* [TAREFA ATRIBUÍDA 1]
Segundo o texto fornecido, a que programa Rosie assiste religiosamente?
* [TAREFA ATRIBUÍDA 2]
Dê continuidade ao texto sobre os efeitos da cultura ocidental nos personagens, partindo da última frase.

== TEXTO FORNECIDO

Os detalhes também são bastante sutis e apontam para os efeitos da cultura ocidental na mente de seus cidadãos. Rosie assiste religiosamente ao programa Britain’s Got Talent, Denton se masturba com pornografia intencionalmente racista, feita para excitar aqueles que se identificam como “progressistas”, Rosie dá uma surra em um salva-vidas na praia por obrigá-la a vestir roupas, os personagens usam camisetas de bandas dos anos 90 como Korn e Counting Crows, etc; há vários outros detalhes do tipo, deixando clara a conclusão de que a cultura ocidental é inerentemente perversa.

====
== DADOS BRUTOS

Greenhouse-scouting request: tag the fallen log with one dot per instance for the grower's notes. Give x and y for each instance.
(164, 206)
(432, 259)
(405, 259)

====

* [RESPOSTA 1]
Britain’s Got Talent.

* [RESPOSTA 2]
Certamente, o estilo visual da HQ é uma referência à história do imperialismo ocidental nos quadrinhos. Tudo é limpo e simplificado. Os personagens parecem saídos de broches personalizados ou tiras antigas da Disney. Tanto narrativamente quanto no estilo da “Linha Clara”, característico de Hergé, o livro funciona como um Tintim contemporâneo. Trata-se, afinal, de uma aventura colonial entre um humano e seu cachorro. E, finalmente, todos os personagens parecem desconfortavelmente pré-púberes. Cabelos curtos, rostos de boneca e seios de tamanhos estranhamente uniformes, há um desconforto na hipersexualização da figura feminina de Cowdry presente em toda a obra.
Holisticamente, temos informações temáticas suficientes para que isso seja interpretado como uma extensão da natureza pervertida do projeto imperial ocidental e, claro, do cânone ocidental das histórias em quadrinhos, o mesmo que serve, protege, interpreta positivamente e fortalece este projeto. Se a questão é se Rosie na Floresta, de Nathan Cowdry, está defensavelmente consciente das implicações de sua narrativa, se há tecnologia narrativa suficiente em ação para nos levar à conclusão de que o projeto imperialista é deplorável (como visto pelos olhos do autor), então a resposta definitivamente é “sim”.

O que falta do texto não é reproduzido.